§ **What you will do**
In the comments on Hacker News criticism below, find the passage that opens with the words containing "Duckduckgo is begging" and closes with "remain bad ideas.", and output it word for word.

§ **Selected text**
= = =

But I guess that isn't as interesting to people today, nuance seems to be something people try to avoid, rather than seek out.

This website makes the error of assuming that being criticized on HN automatically implies your idea is not marketable.

Every point about ChatGPT and Claude Code is true. Not only is their material value detached from reality (as tends to be the case in hype cycles), but a few of the criticisms, especially the first about ChatGPT are about the social impact and not how much money the idea can make.

Feels dishonest to me.

If you have enough comments on literally ANY project, you will be able to say Reddit didn't love it, or Twitter didn't love it, or Hackernews didn't love it.

By that metric, X didn't love any project either, neither did Reddit.

You could also just as easily say Reddit loved all these projects and Hackernews loved all these projects.

That is, you can cherry pick positive comments about OpenClaw just as easily as you can cherry pick negative comments. Guess what, that's just how people work.

i have a few qualms with this app...
I really like the idea of this site, however I think it would be better if it was explained how these tools became popular and what problems they solved and/or what features they had.
Try to talk about noscript/basic (x)html browser interoperability on HN, namely the web without the engines from the whatng cartel.

You'll see...

My takeaway is that enough capital trumps all engineering, legal and other considerations.

Typescript is cool though. Not like cool cool, but definitely an improvement to plain Javascript.

Duckduckgo is begging the question that their name didn't hold them back. 600m is nothing really in that market. I still feel daft saying their name
A clear "survival's bias": no one knows/talks about the thousands who died.
At a glance, most of them remain bad ideas.
Does the author not know the difference between Git and GitHub?

= = =

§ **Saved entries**
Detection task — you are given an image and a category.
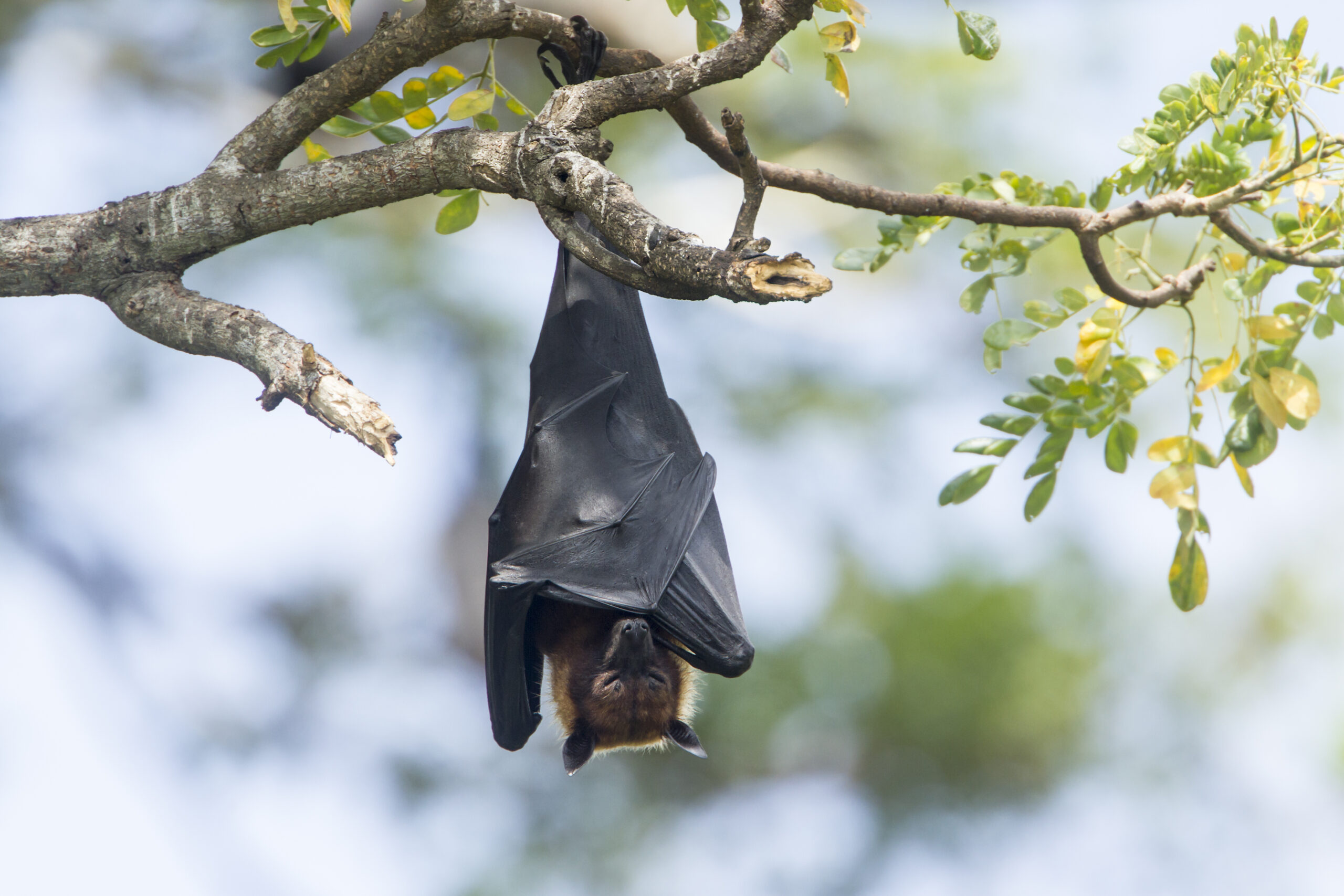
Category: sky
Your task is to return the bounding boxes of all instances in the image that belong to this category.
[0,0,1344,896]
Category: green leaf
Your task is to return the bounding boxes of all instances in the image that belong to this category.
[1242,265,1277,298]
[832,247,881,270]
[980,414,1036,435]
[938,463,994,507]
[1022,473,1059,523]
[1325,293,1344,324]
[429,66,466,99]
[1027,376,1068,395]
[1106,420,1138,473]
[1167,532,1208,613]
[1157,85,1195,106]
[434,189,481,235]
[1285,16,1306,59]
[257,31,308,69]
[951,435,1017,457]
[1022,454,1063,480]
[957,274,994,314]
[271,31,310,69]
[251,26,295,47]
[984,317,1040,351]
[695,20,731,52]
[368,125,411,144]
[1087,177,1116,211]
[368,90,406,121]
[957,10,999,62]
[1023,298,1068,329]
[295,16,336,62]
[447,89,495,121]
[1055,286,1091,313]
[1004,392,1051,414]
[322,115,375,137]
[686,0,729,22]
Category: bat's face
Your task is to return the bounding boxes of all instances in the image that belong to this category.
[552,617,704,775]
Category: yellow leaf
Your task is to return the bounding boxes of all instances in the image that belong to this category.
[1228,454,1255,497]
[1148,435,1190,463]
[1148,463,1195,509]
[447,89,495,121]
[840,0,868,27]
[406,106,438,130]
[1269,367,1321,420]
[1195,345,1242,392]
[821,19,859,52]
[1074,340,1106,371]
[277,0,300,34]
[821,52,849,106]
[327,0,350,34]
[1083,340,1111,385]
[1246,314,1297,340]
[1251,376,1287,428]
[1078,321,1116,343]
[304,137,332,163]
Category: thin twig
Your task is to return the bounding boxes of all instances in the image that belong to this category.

= = =

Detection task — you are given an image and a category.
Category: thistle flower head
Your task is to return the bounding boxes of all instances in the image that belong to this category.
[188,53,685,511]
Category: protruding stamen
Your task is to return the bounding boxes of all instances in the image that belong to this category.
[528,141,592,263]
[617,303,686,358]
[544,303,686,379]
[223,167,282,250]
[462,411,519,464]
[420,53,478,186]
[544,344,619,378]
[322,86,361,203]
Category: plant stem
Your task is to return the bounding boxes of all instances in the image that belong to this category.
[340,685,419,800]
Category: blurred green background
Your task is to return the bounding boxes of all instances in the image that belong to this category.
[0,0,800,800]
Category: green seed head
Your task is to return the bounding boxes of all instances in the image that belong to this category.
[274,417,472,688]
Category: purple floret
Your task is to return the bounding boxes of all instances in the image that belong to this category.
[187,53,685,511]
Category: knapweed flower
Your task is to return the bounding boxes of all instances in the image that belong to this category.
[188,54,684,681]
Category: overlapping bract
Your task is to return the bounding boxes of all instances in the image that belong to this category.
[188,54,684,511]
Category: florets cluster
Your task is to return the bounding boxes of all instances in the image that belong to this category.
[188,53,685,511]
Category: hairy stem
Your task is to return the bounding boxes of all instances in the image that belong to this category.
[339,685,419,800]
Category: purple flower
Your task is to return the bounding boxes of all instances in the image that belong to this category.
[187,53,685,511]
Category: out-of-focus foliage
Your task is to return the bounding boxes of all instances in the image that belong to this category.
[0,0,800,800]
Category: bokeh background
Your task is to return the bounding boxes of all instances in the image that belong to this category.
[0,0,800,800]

= = =

§ **Exercise result**
Duckduckgo is begging the question that their name didn't hold them back. 600m is nothing really in that market. I still feel daft saying their name
A clear "survival's bias": no one knows/talks about the thousands who died.
At a glance, most of them remain bad ideas.